++++ SOURCE EXTRACT ++++

-*- outline -*-	

* Introduction

This directory contains data and scripts used to run backtracking and
persistence experiments with banshee.


* Working with CVS Repositories

** Possible Projects

For our purposes, projects should be:

-- Written entirely in C
-- Large ( 10k+ CVS commits)
-- Hosted from SourceForge

Here are some possible projects that meet these criteria:

-- Cqual
-- Gaim: instant messenger client 13k+ commits
-- Gift: file sharing protocol, 8k+ cvs commits
-- OpenVPN: tunnelling application, 1334 commits

** Getting local copies of CVS repositories from SourceForge

Use the following URL to get a nightly CVS snapshot. Note, these are
complete copies of the CVS repositories. Replace projectname with the
appropriate string:

http://cvs.sourceforge.net/cvstarballs/projectname-cvsroot.tar.bz2

** Generating logs

./my-cvs-history -d /path/to/cvs/repository -p projectname > logname

* Preprocessing Source

The cparser frontend requires source code to be
preprocessed. Acquiring preprocessed source can be somewhat tricky,
because some files may be generated (e.g. by flex, bison, or other
tools). Moreover, we require an approach that does not require ANY
modifications whatsoever, because things like makefiles will be
checked out on each commit, and any changes we make won't
persist. Here we outline a few possible approaches...

NOTE: Build projects in the same fully qualified directory:
preprocessed source may contain the fully qualified path + filename

** gcc -P -save-temps

Compile the project as follows:

make CC="gcc -P -save-temps"

NOTE: now ./configure with CC="/full_path_to/gcc_subst.py" then:

make CC="/full_path_to/gcc_subst.py -P -save-temps"

This will leave the preprocessed files as .i files in the source
directories. The '-P' option will suppress line directives, which
cause cparser to spit out warnings.

++++

Can you print the notes on banshee backtracking and persistence experiments in full, word for word? Nothing in the records is needed here.

++++ DATA LISTING ++++

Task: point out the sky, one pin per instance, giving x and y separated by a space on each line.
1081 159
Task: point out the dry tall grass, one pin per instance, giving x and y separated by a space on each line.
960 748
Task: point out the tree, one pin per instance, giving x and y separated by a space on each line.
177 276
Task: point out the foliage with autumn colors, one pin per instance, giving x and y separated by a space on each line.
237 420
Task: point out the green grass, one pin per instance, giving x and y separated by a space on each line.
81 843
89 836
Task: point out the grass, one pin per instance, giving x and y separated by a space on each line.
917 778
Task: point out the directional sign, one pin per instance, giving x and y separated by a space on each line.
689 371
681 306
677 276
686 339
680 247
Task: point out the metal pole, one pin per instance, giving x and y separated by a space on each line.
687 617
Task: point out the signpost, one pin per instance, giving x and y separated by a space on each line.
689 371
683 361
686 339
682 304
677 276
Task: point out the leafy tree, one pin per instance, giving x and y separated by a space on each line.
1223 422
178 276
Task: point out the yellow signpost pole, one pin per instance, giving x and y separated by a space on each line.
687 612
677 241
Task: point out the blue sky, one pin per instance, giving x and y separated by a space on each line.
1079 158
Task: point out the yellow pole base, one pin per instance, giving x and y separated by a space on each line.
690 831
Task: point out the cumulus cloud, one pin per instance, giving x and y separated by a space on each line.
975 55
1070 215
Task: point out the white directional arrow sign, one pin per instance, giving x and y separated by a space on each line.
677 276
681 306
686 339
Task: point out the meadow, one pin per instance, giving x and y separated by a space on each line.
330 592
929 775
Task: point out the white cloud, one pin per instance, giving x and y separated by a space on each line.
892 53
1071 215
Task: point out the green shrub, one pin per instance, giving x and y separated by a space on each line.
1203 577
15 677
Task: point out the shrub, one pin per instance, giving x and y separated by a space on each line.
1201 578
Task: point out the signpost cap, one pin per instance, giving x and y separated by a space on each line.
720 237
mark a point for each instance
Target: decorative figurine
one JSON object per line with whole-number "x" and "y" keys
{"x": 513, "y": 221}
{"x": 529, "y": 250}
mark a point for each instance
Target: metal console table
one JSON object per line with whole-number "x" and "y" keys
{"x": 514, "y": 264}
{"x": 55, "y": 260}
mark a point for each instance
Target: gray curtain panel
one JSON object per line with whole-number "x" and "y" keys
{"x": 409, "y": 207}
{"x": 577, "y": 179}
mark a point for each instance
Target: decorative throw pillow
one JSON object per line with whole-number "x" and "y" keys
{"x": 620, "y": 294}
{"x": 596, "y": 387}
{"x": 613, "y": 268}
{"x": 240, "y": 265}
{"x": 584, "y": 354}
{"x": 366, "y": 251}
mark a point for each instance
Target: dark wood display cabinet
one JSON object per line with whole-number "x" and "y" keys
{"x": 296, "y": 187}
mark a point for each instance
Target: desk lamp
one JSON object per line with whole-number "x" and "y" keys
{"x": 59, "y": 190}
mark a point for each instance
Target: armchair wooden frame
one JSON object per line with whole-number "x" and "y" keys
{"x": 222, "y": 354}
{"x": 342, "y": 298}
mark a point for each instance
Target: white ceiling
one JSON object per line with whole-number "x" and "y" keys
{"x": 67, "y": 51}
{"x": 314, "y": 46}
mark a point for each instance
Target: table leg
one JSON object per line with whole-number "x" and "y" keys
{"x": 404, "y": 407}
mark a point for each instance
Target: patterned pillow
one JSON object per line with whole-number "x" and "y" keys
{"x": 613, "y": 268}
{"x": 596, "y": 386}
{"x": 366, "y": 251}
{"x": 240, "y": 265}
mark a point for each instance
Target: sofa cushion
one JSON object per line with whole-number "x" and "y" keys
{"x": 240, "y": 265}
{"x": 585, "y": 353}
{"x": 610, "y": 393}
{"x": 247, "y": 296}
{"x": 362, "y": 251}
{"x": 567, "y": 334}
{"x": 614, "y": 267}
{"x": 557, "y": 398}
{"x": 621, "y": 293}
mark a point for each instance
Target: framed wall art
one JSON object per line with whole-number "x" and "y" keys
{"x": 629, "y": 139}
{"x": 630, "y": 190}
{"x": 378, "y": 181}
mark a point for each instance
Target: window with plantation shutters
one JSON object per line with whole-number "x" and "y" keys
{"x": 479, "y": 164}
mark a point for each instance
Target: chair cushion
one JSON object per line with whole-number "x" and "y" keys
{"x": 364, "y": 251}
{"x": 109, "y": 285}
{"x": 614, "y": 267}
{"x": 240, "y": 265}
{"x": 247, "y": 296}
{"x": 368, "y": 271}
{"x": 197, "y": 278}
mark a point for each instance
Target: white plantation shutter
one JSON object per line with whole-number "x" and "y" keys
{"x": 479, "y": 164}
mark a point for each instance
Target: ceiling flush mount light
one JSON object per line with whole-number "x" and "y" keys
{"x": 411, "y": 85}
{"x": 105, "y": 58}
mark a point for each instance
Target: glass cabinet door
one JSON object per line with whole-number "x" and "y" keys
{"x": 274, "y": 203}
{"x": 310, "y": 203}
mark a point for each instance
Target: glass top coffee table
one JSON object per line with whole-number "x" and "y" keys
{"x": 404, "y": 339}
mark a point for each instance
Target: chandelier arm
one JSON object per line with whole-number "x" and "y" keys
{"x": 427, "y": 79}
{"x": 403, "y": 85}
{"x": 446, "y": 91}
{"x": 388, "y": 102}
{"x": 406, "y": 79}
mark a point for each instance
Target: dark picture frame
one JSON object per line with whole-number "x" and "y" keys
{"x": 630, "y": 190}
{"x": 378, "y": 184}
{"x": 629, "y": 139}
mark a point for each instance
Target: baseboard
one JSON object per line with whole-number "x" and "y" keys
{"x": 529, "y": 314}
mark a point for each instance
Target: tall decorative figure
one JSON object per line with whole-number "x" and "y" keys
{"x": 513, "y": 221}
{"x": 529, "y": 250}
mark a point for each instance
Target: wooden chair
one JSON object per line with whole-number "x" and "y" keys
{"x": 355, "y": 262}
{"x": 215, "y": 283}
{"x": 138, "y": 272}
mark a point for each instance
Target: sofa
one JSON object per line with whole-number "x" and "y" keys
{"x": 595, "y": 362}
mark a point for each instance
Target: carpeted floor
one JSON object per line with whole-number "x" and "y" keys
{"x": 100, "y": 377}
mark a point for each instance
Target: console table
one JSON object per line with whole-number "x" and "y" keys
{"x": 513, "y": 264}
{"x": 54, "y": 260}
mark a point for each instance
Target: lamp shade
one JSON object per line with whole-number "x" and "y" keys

++++

● **TASK SOLUTION**:
-*- outline -*-	

* Introduction

This directory contains data and scripts used to run backtracking and
persistence experiments with banshee.


* Working with CVS Repositories

** Possible Projects

For our purposes, projects should be:

-- Written entirely in C
-- Large ( 10k+ CVS commits)
-- Hosted from SourceForge

Here are some possible projects that meet these criteria:

-- Cqual
-- Gaim: instant messenger client 13k+ commits
-- Gift: file sharing protocol, 8k+ cvs commits
-- OpenVPN: tunnelling application, 1334 commits

** Getting local copies of CVS repositories from SourceForge

Use the following URL to get a nightly CVS snapshot. Note, these are
complete copies of the CVS repositories. Replace projectname with the
appropriate string:

http://cvs.sourceforge.net/cvstarballs/projectname-cvsroot.tar.bz2

** Generating logs

./my-cvs-history -d /path/to/cvs/repository -p projectname > logname

* Preprocessing Source

The cparser frontend requires source code to be
preprocessed. Acquiring preprocessed source can be somewhat tricky,
because some files may be generated (e.g. by flex, bison, or other
tools). Moreover, we require an approach that does not require ANY
modifications whatsoever, because things like makefiles will be
checked out on each commit, and any changes we make won't
persist. Here we outline a few possible approaches...

NOTE: Build projects in the same fully qualified directory:
preprocessed source may contain the fully qualified path + filename

** gcc -P -save-temps

Compile the project as follows:

make CC="gcc -P -save-temps"

NOTE: now ./configure with CC="/full_path_to/gcc_subst.py" then:

make CC="/full_path_to/gcc_subst.py -P -save-temps"

This will leave the preprocessed files as .i files in the source
directories. The '-P' option will suppress line directives, which
cause cparser to spit out warnings.